WHAT NEEDS TO BE DONE
Write each line exactly, from the line that holds "Would you mind marking the wefox" through the final line of the material, and no other line.

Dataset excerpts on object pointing
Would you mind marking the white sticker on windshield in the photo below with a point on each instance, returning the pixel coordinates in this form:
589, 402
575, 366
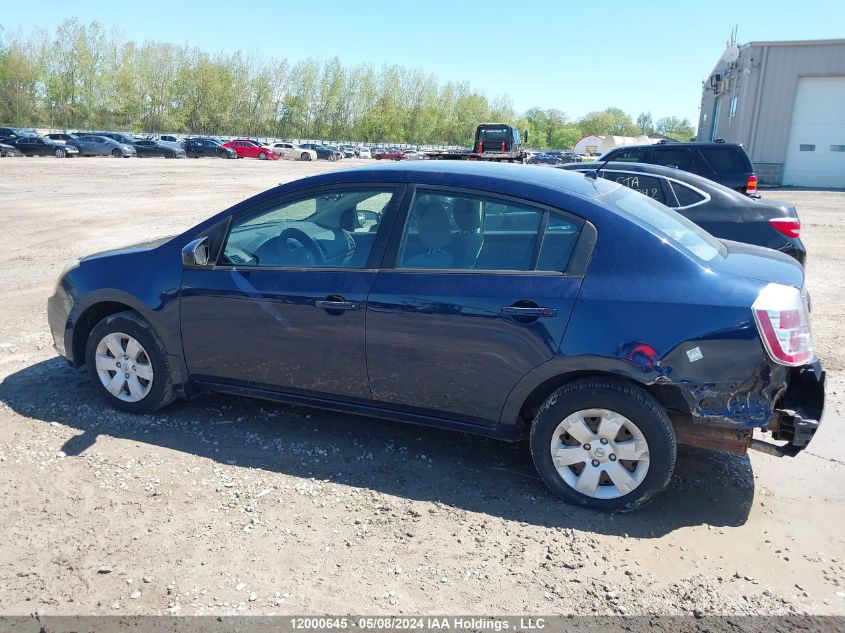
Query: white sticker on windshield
694, 354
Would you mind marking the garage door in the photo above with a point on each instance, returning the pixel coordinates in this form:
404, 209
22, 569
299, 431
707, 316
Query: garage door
815, 156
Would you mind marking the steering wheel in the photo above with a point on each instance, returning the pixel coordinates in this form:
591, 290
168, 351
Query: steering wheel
297, 248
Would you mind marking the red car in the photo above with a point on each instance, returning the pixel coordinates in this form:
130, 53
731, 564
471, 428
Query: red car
389, 154
251, 149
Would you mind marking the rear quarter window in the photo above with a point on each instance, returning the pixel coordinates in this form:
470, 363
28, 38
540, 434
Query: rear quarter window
726, 160
666, 223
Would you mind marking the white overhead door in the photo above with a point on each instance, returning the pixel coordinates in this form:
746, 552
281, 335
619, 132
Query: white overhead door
815, 156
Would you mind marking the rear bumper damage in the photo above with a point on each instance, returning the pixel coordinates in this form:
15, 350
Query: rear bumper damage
795, 416
798, 413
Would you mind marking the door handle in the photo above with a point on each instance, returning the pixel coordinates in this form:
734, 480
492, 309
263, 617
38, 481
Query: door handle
328, 304
533, 312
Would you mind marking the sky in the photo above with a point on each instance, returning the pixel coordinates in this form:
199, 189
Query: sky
576, 56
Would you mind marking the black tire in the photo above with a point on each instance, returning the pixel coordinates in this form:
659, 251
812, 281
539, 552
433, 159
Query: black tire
632, 402
129, 322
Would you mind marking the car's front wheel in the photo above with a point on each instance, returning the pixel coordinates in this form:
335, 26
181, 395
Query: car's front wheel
603, 444
127, 363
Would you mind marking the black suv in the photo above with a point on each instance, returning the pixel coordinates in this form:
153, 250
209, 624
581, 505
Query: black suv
722, 212
725, 163
120, 137
12, 134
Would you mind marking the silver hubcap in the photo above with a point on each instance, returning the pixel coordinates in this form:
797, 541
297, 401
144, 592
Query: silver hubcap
600, 453
124, 367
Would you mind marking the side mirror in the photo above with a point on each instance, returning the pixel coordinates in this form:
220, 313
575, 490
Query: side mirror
195, 253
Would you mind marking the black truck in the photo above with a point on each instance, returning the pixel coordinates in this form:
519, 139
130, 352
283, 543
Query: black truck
498, 142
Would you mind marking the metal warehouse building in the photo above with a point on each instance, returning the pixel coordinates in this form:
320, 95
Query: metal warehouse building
785, 102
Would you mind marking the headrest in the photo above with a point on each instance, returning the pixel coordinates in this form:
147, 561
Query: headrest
433, 224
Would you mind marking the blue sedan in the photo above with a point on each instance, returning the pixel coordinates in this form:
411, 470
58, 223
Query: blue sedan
496, 299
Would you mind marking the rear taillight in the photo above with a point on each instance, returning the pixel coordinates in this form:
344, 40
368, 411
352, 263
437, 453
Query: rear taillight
751, 184
791, 227
784, 324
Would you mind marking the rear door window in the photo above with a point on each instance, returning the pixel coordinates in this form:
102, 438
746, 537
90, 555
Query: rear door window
629, 155
464, 231
679, 158
648, 185
725, 160
687, 196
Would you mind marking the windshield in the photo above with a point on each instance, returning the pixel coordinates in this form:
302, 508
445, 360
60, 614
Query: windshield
664, 221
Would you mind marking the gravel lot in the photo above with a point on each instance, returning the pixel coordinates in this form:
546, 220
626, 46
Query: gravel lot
224, 505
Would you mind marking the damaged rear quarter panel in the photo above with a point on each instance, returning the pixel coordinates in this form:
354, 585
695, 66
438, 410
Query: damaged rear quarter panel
684, 328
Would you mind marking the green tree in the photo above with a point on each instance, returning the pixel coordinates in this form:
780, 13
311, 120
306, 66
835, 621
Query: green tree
645, 123
679, 129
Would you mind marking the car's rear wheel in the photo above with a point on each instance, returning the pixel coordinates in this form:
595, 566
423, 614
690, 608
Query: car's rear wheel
603, 444
127, 363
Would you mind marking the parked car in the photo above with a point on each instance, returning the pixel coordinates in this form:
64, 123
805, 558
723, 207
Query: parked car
540, 158
120, 137
10, 134
9, 151
323, 152
169, 138
61, 137
723, 212
151, 147
725, 163
293, 152
38, 146
251, 149
613, 353
389, 154
207, 147
96, 145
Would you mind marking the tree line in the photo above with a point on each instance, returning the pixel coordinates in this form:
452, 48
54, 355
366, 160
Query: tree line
87, 76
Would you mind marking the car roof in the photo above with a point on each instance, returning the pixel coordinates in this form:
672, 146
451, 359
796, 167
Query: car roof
642, 168
680, 144
505, 179
572, 191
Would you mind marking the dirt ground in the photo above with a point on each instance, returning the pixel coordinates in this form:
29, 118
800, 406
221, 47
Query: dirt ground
224, 505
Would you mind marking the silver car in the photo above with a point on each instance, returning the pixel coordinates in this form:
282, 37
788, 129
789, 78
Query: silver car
95, 145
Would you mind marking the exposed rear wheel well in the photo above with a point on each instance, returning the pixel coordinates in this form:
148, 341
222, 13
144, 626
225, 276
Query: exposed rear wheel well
86, 322
668, 396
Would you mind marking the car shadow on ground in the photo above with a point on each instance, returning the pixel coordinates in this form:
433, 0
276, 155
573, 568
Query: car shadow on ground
456, 469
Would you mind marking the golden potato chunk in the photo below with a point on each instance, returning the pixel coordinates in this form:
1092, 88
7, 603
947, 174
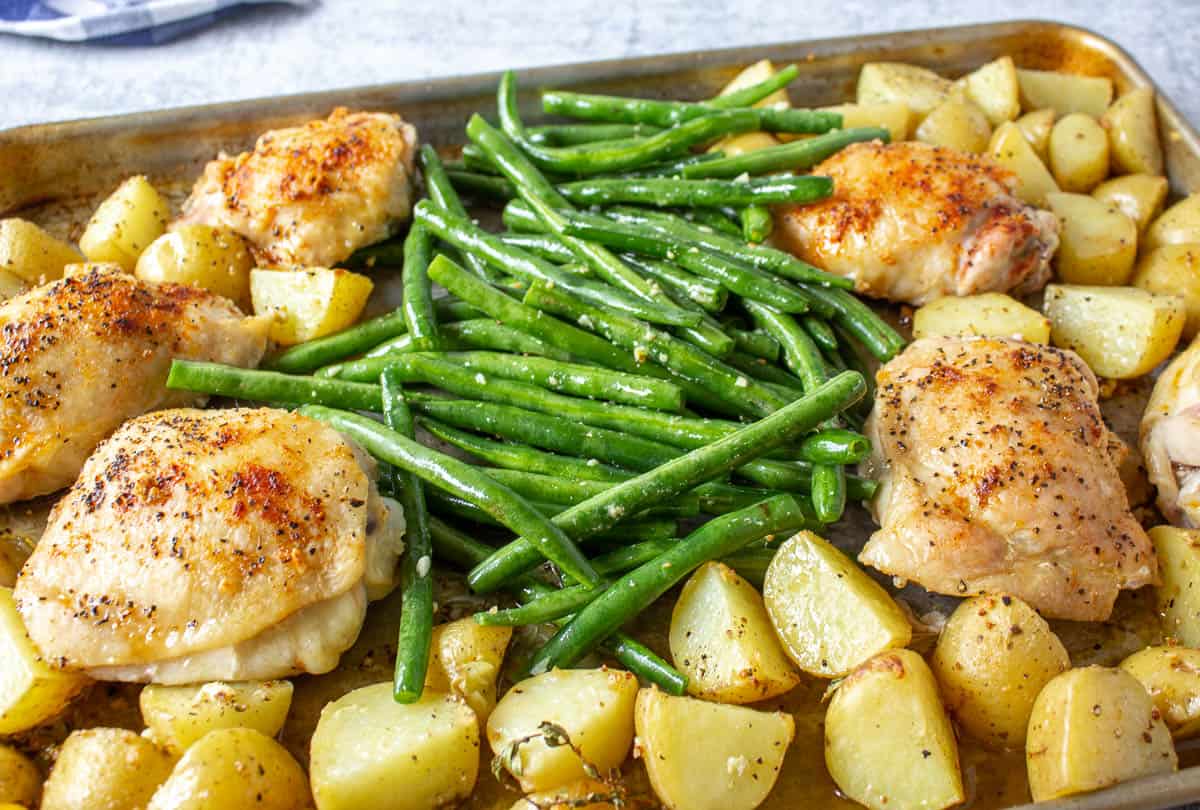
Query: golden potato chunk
827, 611
1091, 729
418, 755
1121, 333
888, 742
593, 707
993, 658
105, 769
1171, 677
711, 756
723, 640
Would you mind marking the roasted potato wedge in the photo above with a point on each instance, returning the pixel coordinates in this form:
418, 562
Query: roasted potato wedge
993, 315
419, 755
723, 640
888, 742
708, 756
1171, 677
1098, 243
1065, 93
993, 658
1120, 331
827, 611
1091, 729
593, 707
1132, 125
105, 769
1079, 153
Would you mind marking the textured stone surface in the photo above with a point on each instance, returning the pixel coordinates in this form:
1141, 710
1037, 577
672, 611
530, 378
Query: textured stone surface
346, 42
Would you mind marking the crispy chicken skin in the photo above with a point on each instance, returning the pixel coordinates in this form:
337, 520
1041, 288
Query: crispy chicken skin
1170, 438
82, 354
912, 222
312, 195
208, 545
999, 475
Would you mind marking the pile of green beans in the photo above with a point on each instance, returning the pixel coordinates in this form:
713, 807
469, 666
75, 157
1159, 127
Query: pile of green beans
639, 382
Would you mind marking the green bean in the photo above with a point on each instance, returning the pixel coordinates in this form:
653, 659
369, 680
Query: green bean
418, 297
796, 156
271, 387
463, 551
571, 135
467, 237
637, 589
801, 354
677, 475
756, 221
549, 204
510, 456
724, 383
463, 480
415, 583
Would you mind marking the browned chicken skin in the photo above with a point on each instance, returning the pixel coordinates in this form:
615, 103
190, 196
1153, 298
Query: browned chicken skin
82, 354
912, 222
999, 475
312, 195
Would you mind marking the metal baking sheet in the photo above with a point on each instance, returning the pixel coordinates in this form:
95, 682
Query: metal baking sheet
54, 171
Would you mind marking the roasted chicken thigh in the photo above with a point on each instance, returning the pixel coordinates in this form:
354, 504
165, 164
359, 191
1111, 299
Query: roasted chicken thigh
912, 222
211, 545
82, 354
999, 475
312, 195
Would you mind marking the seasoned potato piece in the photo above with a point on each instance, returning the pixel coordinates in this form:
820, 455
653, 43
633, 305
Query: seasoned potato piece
1091, 729
1079, 153
1132, 125
1171, 677
1177, 225
993, 315
214, 258
888, 742
1174, 270
723, 640
994, 89
234, 768
418, 755
919, 89
1065, 93
1098, 244
125, 223
993, 658
19, 779
466, 659
179, 715
893, 115
307, 304
1009, 148
955, 124
33, 255
105, 769
31, 691
827, 611
593, 707
1140, 197
1179, 595
1120, 331
1036, 127
709, 756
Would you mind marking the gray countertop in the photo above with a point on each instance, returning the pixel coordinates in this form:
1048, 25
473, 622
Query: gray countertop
276, 49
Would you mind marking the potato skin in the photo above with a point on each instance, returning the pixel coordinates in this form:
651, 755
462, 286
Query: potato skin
993, 658
105, 769
1091, 729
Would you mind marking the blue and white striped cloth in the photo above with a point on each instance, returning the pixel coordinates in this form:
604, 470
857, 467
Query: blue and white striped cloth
115, 22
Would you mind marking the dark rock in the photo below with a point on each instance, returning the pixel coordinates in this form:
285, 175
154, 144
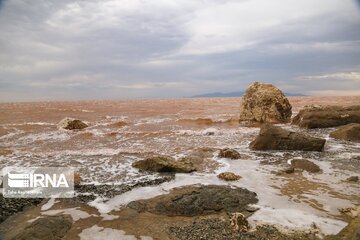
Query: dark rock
353, 179
264, 103
218, 229
306, 165
349, 132
350, 232
229, 176
72, 124
229, 153
45, 228
164, 164
275, 138
329, 116
10, 206
197, 200
5, 152
289, 170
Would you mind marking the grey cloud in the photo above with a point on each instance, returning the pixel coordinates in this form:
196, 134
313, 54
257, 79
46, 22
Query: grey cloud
106, 49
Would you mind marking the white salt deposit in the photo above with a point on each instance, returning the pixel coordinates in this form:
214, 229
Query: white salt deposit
75, 213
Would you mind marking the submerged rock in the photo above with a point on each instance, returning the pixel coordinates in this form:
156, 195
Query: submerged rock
72, 124
265, 103
276, 138
353, 179
349, 132
306, 165
46, 227
329, 116
197, 200
202, 159
5, 152
164, 164
77, 178
230, 153
229, 176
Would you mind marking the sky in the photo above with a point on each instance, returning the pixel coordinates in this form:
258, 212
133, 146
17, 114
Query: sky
120, 49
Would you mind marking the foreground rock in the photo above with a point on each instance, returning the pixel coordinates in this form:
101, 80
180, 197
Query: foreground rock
10, 206
349, 132
5, 152
265, 103
230, 153
217, 229
229, 176
329, 116
197, 200
47, 227
306, 165
164, 164
275, 138
72, 124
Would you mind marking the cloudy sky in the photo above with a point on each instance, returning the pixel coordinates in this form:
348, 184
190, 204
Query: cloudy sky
110, 49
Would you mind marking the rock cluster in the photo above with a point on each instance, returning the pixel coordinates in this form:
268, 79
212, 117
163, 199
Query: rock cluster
265, 103
329, 116
229, 153
197, 200
228, 176
164, 164
276, 138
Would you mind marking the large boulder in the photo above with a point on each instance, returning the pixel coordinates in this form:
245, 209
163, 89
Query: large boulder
276, 138
196, 200
264, 103
326, 116
72, 124
164, 164
349, 132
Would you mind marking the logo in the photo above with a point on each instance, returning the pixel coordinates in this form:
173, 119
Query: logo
42, 182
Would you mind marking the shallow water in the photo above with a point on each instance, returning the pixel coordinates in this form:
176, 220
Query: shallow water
122, 132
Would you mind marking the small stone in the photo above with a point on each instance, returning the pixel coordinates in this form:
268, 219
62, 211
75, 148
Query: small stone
77, 178
289, 170
72, 124
164, 164
353, 179
251, 208
4, 152
229, 153
229, 176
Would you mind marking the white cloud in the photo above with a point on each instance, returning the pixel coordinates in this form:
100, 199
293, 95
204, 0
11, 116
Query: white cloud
340, 76
244, 24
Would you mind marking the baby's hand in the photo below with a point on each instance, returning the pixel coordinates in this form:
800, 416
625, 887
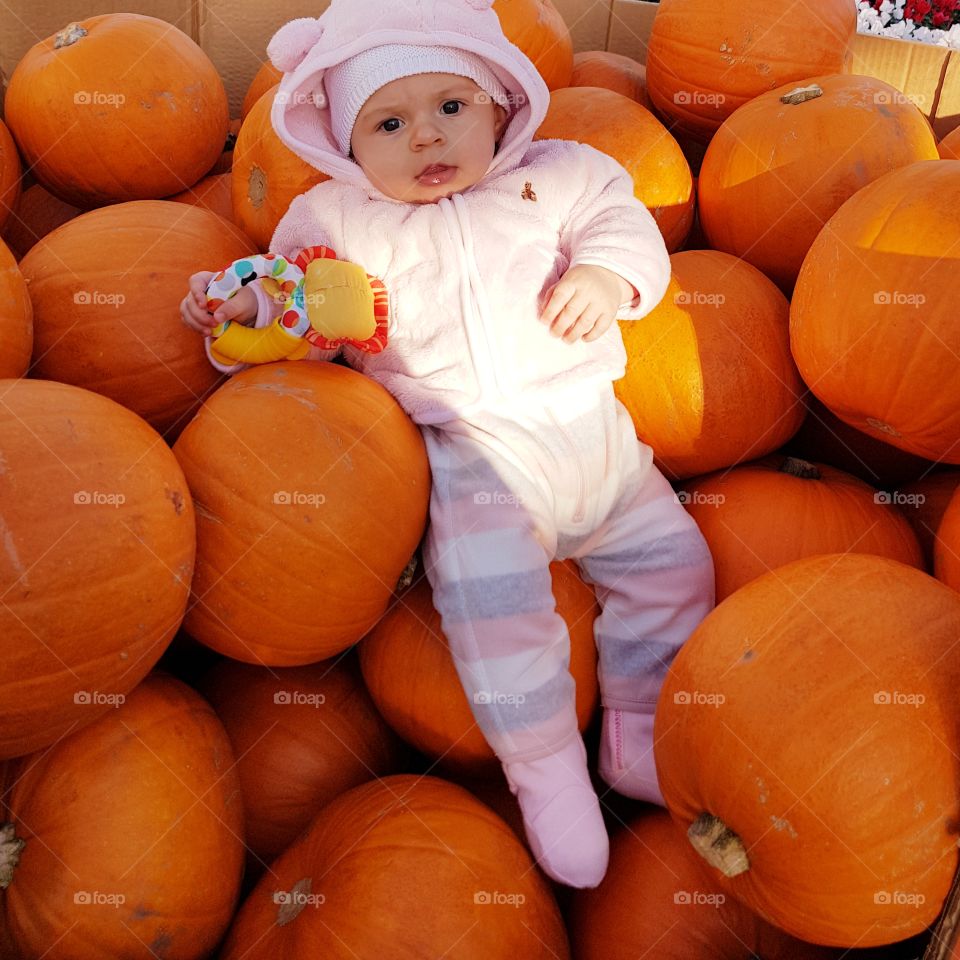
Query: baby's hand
242, 306
584, 302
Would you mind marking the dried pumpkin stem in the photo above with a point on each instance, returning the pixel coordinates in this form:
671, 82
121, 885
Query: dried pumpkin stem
10, 847
803, 469
718, 845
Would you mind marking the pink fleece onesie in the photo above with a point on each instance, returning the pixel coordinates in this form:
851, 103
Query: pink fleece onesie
532, 456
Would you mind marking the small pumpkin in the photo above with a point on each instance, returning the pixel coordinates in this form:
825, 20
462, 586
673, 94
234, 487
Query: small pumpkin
710, 381
302, 736
266, 175
704, 60
761, 515
100, 543
802, 712
134, 89
125, 839
405, 867
297, 470
411, 676
873, 321
626, 131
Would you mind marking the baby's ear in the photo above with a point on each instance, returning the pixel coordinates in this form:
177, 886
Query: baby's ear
293, 41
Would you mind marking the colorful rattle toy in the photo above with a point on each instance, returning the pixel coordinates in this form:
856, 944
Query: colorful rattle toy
327, 302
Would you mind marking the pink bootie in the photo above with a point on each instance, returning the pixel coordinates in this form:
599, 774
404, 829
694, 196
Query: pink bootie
561, 814
626, 755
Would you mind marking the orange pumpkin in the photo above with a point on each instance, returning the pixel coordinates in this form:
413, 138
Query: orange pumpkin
949, 146
134, 89
266, 174
658, 891
705, 60
709, 380
297, 470
923, 503
9, 175
131, 833
762, 515
267, 77
776, 171
405, 867
37, 213
16, 317
302, 736
100, 545
614, 71
213, 193
824, 437
946, 545
106, 289
410, 674
626, 131
538, 29
873, 318
801, 713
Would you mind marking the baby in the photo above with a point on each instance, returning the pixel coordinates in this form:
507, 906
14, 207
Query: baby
507, 262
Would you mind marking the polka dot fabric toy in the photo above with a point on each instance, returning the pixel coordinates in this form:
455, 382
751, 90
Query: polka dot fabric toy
326, 302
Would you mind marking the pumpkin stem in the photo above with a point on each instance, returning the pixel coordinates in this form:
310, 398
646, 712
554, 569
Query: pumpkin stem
70, 34
718, 845
10, 847
803, 469
802, 94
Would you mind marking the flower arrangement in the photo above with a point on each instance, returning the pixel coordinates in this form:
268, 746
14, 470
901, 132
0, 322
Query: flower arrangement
930, 21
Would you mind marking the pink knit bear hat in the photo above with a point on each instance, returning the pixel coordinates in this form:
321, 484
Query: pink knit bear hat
350, 84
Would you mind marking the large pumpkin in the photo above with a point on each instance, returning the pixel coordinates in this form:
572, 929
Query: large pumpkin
761, 515
16, 317
704, 60
99, 550
117, 107
127, 837
807, 740
659, 894
302, 736
632, 135
710, 381
411, 676
266, 174
106, 289
873, 323
407, 867
312, 488
782, 164
538, 29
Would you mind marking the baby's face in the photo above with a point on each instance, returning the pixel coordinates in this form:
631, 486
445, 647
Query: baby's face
415, 122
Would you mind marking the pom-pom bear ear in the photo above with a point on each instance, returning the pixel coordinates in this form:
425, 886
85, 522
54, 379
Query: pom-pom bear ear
293, 41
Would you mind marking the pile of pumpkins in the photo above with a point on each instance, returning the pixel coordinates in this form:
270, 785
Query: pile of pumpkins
230, 724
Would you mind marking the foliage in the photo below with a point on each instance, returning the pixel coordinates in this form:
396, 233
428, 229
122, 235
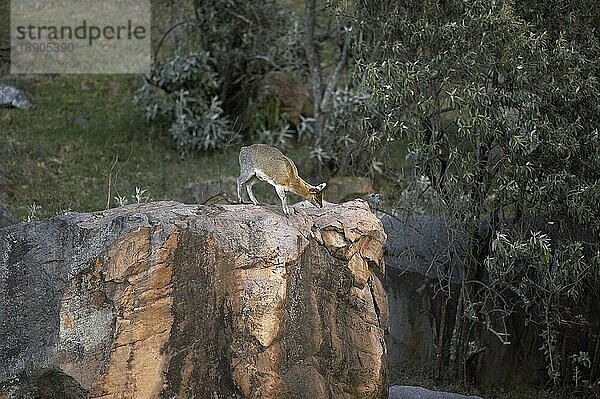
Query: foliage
193, 91
499, 109
52, 165
184, 93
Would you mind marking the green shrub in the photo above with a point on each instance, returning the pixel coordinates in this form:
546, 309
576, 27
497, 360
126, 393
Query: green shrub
182, 93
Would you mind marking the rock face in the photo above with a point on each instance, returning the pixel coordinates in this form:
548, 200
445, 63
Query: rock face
410, 392
165, 300
12, 97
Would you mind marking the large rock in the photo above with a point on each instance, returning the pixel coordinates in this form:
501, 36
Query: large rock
410, 392
165, 300
10, 96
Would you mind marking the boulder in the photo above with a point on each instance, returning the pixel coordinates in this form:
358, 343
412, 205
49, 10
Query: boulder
10, 96
410, 392
164, 300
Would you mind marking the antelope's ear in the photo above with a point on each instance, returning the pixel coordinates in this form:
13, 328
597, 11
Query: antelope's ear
317, 189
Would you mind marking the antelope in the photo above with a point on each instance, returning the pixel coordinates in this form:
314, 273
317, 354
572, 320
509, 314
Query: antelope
263, 162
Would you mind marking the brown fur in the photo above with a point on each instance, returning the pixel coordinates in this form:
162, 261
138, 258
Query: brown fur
260, 161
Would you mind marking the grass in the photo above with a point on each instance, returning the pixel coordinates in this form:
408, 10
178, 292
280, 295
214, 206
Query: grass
59, 155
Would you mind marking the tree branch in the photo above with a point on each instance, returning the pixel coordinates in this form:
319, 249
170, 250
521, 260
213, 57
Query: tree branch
312, 57
333, 79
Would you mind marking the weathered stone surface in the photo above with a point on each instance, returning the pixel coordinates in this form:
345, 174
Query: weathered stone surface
165, 300
410, 392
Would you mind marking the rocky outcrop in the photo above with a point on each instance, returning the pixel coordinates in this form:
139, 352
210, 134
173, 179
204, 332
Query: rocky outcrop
10, 96
410, 392
165, 300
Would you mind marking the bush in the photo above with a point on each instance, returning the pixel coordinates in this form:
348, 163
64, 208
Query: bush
182, 93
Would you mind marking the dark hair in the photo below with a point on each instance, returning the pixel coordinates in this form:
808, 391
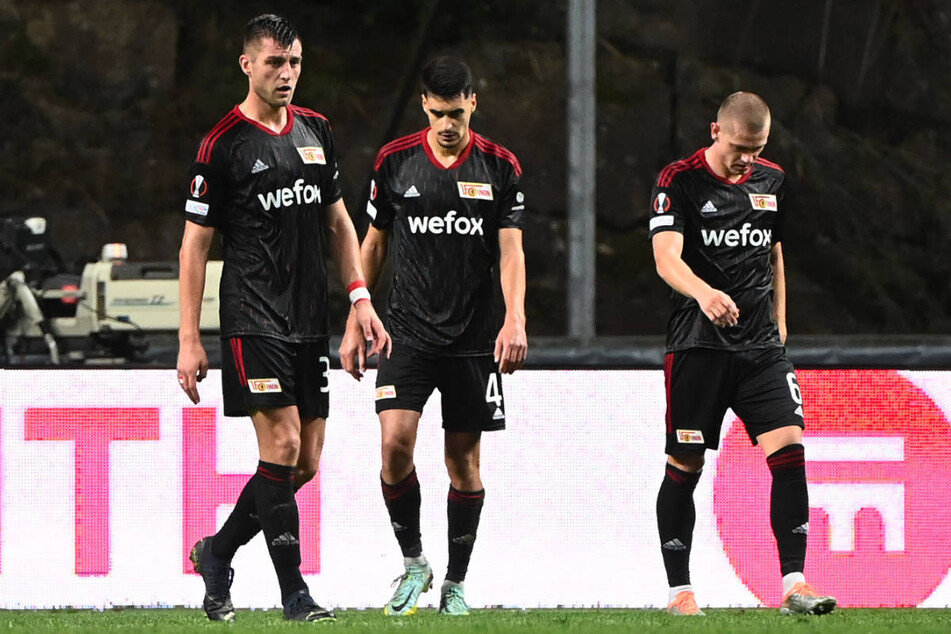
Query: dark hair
447, 77
272, 26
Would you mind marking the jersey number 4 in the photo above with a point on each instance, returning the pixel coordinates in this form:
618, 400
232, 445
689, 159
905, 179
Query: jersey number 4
492, 392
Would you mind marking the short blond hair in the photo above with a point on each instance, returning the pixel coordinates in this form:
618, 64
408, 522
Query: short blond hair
747, 109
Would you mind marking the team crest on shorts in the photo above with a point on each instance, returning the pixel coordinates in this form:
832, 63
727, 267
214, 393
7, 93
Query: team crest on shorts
264, 385
385, 391
690, 436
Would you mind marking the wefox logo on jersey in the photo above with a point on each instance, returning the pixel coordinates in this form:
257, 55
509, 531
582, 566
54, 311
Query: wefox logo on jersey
448, 224
742, 237
300, 194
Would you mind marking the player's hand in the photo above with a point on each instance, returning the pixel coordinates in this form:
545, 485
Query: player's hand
719, 308
363, 337
511, 347
192, 367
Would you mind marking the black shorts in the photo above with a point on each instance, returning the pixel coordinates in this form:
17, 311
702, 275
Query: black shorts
759, 385
263, 373
471, 387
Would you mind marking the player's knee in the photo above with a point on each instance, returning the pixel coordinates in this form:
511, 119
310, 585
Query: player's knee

FINAL ANSWER
Would you mind marking the wefox logo on jersey in the photo above with a point on each instance, returning the pixel coordinates in this form:
257, 55
509, 531
582, 566
54, 311
Query: wefox logo on jersey
448, 224
742, 237
300, 194
Would you mind marking the player's hand in the photo above with a point on each instance, returning the pixel coordinates in this form:
545, 485
Query: player's hand
719, 308
363, 337
511, 347
192, 367
Would you mind marking the black shorts in the photo above with a point on each instance, returning the pixel coordinates in this form:
17, 311
702, 275
Query: black shorts
759, 385
263, 373
471, 387
Would you mind marking the player's knee in the photo above with a point on each instance, returning the pixel coordinates in this form:
511, 119
310, 585
Query: player's knee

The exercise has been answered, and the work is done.